→ Task input
== == ==

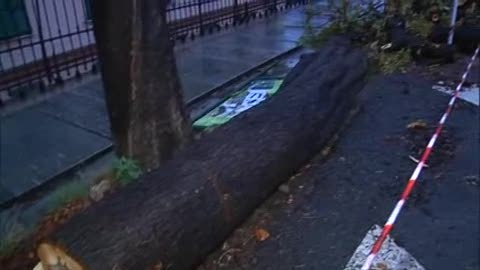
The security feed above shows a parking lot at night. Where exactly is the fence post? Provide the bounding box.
[197,0,204,36]
[243,2,250,24]
[233,0,238,25]
[35,0,54,83]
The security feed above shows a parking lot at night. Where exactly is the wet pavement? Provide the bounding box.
[0,7,325,204]
[200,75,480,270]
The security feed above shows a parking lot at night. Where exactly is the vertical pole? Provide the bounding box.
[197,0,204,36]
[35,0,53,83]
[448,0,458,45]
[233,0,238,25]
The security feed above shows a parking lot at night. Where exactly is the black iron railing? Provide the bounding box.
[0,0,307,104]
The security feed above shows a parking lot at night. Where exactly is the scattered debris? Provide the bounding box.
[464,175,480,186]
[255,228,270,242]
[278,184,290,194]
[407,120,428,129]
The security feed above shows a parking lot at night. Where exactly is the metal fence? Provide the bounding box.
[0,0,307,104]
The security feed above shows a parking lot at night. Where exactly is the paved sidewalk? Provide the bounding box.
[0,5,324,204]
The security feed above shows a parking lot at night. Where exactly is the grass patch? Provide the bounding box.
[113,157,142,186]
[49,180,89,212]
[0,209,33,258]
[408,16,433,38]
[378,49,412,74]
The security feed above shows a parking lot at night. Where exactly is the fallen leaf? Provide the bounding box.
[153,262,163,270]
[255,228,270,242]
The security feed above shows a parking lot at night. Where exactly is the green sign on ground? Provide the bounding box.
[193,79,283,128]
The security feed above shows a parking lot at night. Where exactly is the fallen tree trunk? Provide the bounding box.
[39,38,367,270]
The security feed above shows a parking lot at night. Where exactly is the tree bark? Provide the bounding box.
[39,39,367,270]
[93,0,191,170]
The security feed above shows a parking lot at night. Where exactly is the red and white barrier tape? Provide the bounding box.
[362,47,480,270]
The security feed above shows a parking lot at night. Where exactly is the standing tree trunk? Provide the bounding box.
[93,0,191,170]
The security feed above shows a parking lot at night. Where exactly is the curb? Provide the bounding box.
[0,45,302,211]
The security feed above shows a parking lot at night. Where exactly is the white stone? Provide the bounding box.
[345,225,425,270]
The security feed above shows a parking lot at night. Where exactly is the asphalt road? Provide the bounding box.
[200,75,480,270]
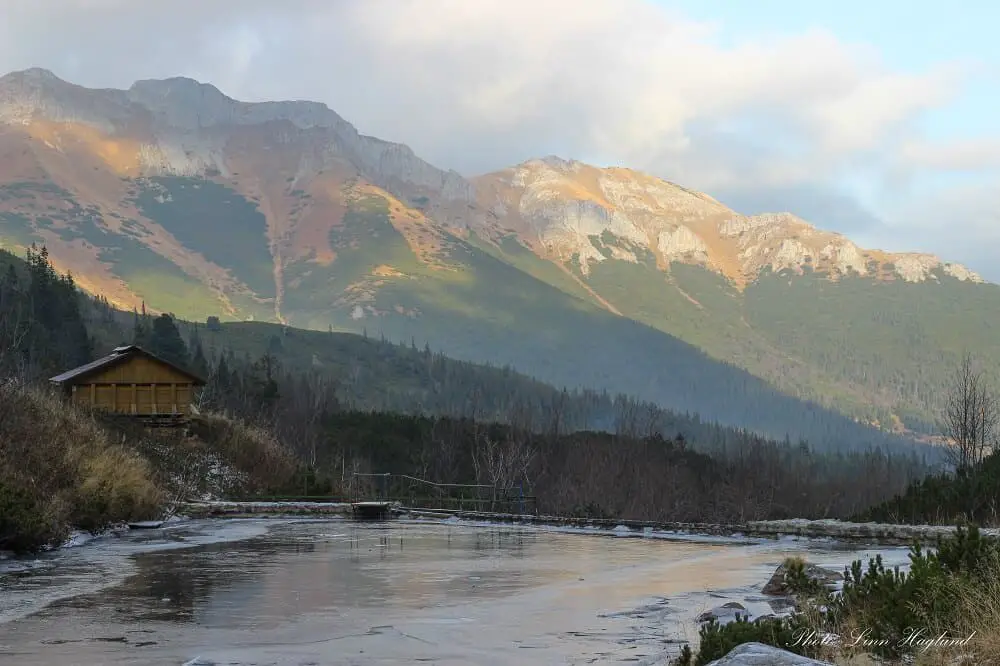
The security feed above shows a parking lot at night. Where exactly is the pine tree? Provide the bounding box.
[149,313,188,367]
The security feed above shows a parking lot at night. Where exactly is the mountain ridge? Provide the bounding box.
[0,69,1000,431]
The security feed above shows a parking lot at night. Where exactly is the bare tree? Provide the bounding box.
[944,354,1000,473]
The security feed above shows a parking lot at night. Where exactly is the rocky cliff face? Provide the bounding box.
[0,69,473,201]
[477,158,982,284]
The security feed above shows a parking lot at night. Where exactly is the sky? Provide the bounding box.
[0,0,1000,274]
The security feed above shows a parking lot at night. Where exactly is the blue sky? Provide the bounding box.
[0,0,1000,274]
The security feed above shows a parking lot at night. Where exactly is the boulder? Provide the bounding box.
[708,643,833,666]
[761,563,844,597]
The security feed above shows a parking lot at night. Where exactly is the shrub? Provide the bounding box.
[0,382,163,552]
[0,480,67,553]
[828,526,1000,659]
[694,615,820,666]
[192,414,298,492]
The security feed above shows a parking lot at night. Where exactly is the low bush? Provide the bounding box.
[692,615,821,666]
[0,382,163,552]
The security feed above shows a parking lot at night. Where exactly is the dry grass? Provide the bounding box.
[0,382,163,551]
[192,414,298,493]
[928,556,1000,666]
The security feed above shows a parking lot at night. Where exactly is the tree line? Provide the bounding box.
[0,248,956,520]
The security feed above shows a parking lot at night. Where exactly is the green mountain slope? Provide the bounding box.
[0,70,988,446]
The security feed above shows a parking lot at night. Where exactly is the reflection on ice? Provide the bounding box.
[0,519,906,666]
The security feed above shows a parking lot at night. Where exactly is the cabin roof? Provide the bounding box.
[49,345,205,386]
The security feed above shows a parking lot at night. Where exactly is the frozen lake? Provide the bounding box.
[0,519,907,666]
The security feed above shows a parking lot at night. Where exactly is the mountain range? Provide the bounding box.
[0,69,1000,441]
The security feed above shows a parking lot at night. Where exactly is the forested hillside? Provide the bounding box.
[0,69,1000,448]
[0,244,960,538]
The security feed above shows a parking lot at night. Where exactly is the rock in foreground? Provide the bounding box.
[708,643,832,666]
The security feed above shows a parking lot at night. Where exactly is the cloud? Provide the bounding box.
[0,0,1000,272]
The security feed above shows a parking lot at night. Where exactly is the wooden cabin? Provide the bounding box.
[49,345,205,420]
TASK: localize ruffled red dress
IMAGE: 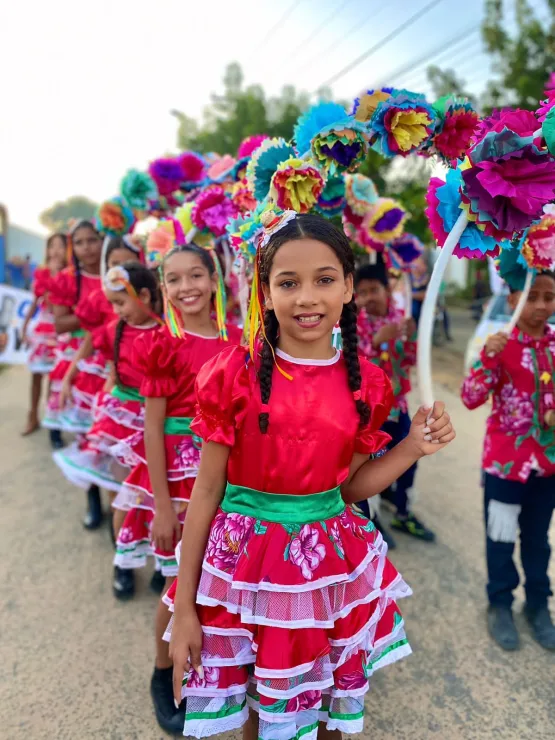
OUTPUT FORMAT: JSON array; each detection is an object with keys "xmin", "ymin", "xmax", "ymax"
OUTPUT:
[
  {"xmin": 54, "ymin": 319, "xmax": 157, "ymax": 492},
  {"xmin": 27, "ymin": 267, "xmax": 57, "ymax": 375},
  {"xmin": 42, "ymin": 267, "xmax": 102, "ymax": 433},
  {"xmin": 165, "ymin": 348, "xmax": 410, "ymax": 740},
  {"xmin": 113, "ymin": 326, "xmax": 241, "ymax": 576}
]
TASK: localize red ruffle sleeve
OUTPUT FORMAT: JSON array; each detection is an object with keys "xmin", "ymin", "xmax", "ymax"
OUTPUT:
[
  {"xmin": 75, "ymin": 288, "xmax": 114, "ymax": 332},
  {"xmin": 33, "ymin": 267, "xmax": 52, "ymax": 298},
  {"xmin": 355, "ymin": 357, "xmax": 394, "ymax": 455},
  {"xmin": 49, "ymin": 268, "xmax": 77, "ymax": 308},
  {"xmin": 138, "ymin": 327, "xmax": 183, "ymax": 398},
  {"xmin": 191, "ymin": 346, "xmax": 252, "ymax": 447}
]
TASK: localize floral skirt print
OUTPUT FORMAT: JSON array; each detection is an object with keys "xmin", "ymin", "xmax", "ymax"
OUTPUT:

== == ==

Lay out the entire listing above as a numbered list, skipping any blank lines and leaving out the pictures.

1. The security feed above shows a parking lot at night. Where exactly is the fence post? Provide the bounding box.
2. [197,0,204,36]
3. [243,2,250,24]
4. [233,0,238,25]
5. [35,0,54,83]
6. The security feed above shows a parking lot at night. Where exactly is the wet pavement? Provide the bounding box.
7. [0,7,325,204]
8. [200,75,480,270]
9. The security feed above shows a parking lot at night. Where exactly is the vertical pole? Provide the bounding box.
10. [197,0,204,36]
11. [35,0,53,83]
12. [448,0,458,45]
13. [233,0,238,25]
14. The security feed above shows a parking lot at night. Where exactly is the black iron railing? Provide the bounding box.
15. [0,0,307,104]
16. The security feed above shows a parking lot at night. Where exactly is the scattered debris? Provide the bounding box.
17. [464,175,480,186]
18. [255,228,270,242]
19. [278,184,290,194]
20. [407,120,428,129]
21. The security feed above shows a parking lot at night. Where exactly is the metal fence? Provide the bounding box.
22. [0,0,307,104]
23. The security feed above shows a parking lot at night. Where exactly is the paved sidewalk? Provide the bounding box.
24. [0,5,324,204]
25. The security feed above shows a parking lot at night. Where exactly is the grass patch? Provide the bounding box.
26. [113,157,142,186]
27. [49,180,89,212]
28. [0,209,33,258]
29. [408,16,433,38]
30. [378,49,412,74]
31. The security feed above shows a parking lot at night. Where exactly is the fallen leaf? Provide the bounding box.
32. [153,262,163,270]
33. [255,228,270,242]
34. The security feed above shows a parking lot at night. Where exactly is the green sign on ground? Provide the bounding box.
35. [193,79,283,128]
36. The security feed above shows a parking lot at night. Where exactly is the fallen tree trunk? Provide the bounding box.
37. [39,38,367,270]
38. The security feed above shows a parking lot at night. Where exactly is the tree bark? Provide the bounding box.
39. [39,39,367,270]
40. [93,0,191,170]
41. The security feed above shows a parking lot at night. Where exactly is the red and white barrier tape? Provide the bounding box.
42. [362,47,480,270]
43. The security feed above shows a parking lot at night. Where exactly is the standing tree trunk? Provide the bounding box.
44. [93,0,191,170]
45. The security feed above shows a parking lot at night. Where exactly is the curb? Provide the bounding box.
46. [0,45,302,211]
47. The security feed above shows a parking lot at night. Where exactly is the white stone? Provide the bounding box.
48. [345,225,425,270]
49. The security feed above shows a parking lot at night. Where exactly is the asphalt road? Provide the bounding box.
50. [200,75,480,270]
51. The security feed above shows a parking lot at night. Where exactly is the pine tree? Provide the bounding box.
52. [149,313,188,367]
53. The security feed above shows a parking lot at night. Where exactly is the mountain ridge? Provide the bounding box.
54. [0,69,1000,431]
55. The security feed above shows a parking lot at night. Where exactly is the bare tree? Provide the bounding box.
56. [944,354,1000,473]
57. The security feed above shows a parking lot at night. Where exactly is the rocky cliff face? Provide the bounding box.
58. [0,69,473,201]
59. [477,158,982,284]
60. The security feed above shows a parking lot at night. Where exactly is the sky? Provide the bounding box.
61. [0,0,1000,274]
62. The security feed above shows a parking lot at night. Where exactly is the blue sky? Provide the bounding box.
63. [0,0,1000,274]
64. The security feed above shows a parking lot at night. Where exactly is the boulder? Provide the bounding box.
65. [708,643,833,666]
66. [761,563,844,597]
67. The security feed above shows a parking lot at night. Where exactly is the shrub? Provide the bounding box.
68. [0,382,163,552]
69. [0,480,67,553]
70. [828,526,1000,659]
71. [694,615,820,666]
72. [192,414,298,492]
73. The security feed above shows a parking lot at night. Where exactly is the low bush? Provide the bounding box.
74. [692,615,821,666]
75. [0,382,163,552]
76. The security feed above shows a parking lot at night. Where exactly is the dry grass? Provide the bounding box.
77. [0,382,163,551]
78. [192,414,298,493]
79. [928,556,1000,666]
80. The security feed above shows a parking lot at night. Where exactly is the tree line? Provide the bounding box.
81. [0,248,956,520]
82. The security feed above shows a parking lot at night. Where exactly is the green mountain slope? Provide the bounding box.
83. [0,70,988,446]
84. The security feed above shows a parking lot at night. Where exactly is the reflection on ice? Provide the bounding box.
85. [0,519,906,666]
86. The security feed above shows a parking lot at night. Where exactly is the cabin roof? Provide the bounding box.
87. [49,345,205,386]
88. The security feed above shows a parking lot at night. Where exactly is the frozen lake? Provide the bounding box.
89. [0,519,907,666]
90. The security feed above shows a parking lot at night. Where exactly is the mountain range? Provide the bounding box.
91. [0,69,1000,441]
92. The security feed above shows a parking lot at night. Where exactly is the forested hillside? Provide the bounding box.
93. [0,69,1000,448]
94. [0,244,960,538]
95. The security feed above shows a parking lot at night. Where exactly is the rock in foreground? Provide the bounding box.
96. [708,643,832,666]
97. The security feed above shows a parking lot at night. Where exactly is the cloud? Provide the bounding box.
98. [0,0,1000,272]
99. The security feed above shows a parking lot at night. Where exactly is the wooden cabin? Provide the bounding box.
100. [49,345,205,420]
101. TASK: localize ruffled red dress
102. IMAGE: 
103. OUTPUT FORMAT: JSON array; each detection is an object with keys "xmin", "ymin", "xmax", "ymax"
104. OUTPUT:
105. [
106.   {"xmin": 54, "ymin": 319, "xmax": 157, "ymax": 492},
107.   {"xmin": 27, "ymin": 267, "xmax": 57, "ymax": 375},
108.   {"xmin": 42, "ymin": 267, "xmax": 102, "ymax": 433},
109.   {"xmin": 165, "ymin": 348, "xmax": 410, "ymax": 740},
110.   {"xmin": 113, "ymin": 326, "xmax": 241, "ymax": 576}
111. ]
112. TASK: localize red ruffle sleeve
113. OUTPUT FORMAT: JSON array; each detection is an object with keys "xmin", "ymin", "xmax", "ymax"
114. OUTPUT:
115. [
116.   {"xmin": 75, "ymin": 288, "xmax": 114, "ymax": 332},
117.   {"xmin": 33, "ymin": 267, "xmax": 52, "ymax": 298},
118.   {"xmin": 355, "ymin": 357, "xmax": 394, "ymax": 455},
119.   {"xmin": 49, "ymin": 268, "xmax": 77, "ymax": 308},
120.   {"xmin": 138, "ymin": 327, "xmax": 183, "ymax": 398},
121.   {"xmin": 191, "ymin": 346, "xmax": 252, "ymax": 447}
122. ]
123. TASK: localize floral skirt print
124. OUTPUT FORMAT: JSON array; each detection is an object with keys "xmin", "ymin", "xmax", "ymax"
125. OUTPUT:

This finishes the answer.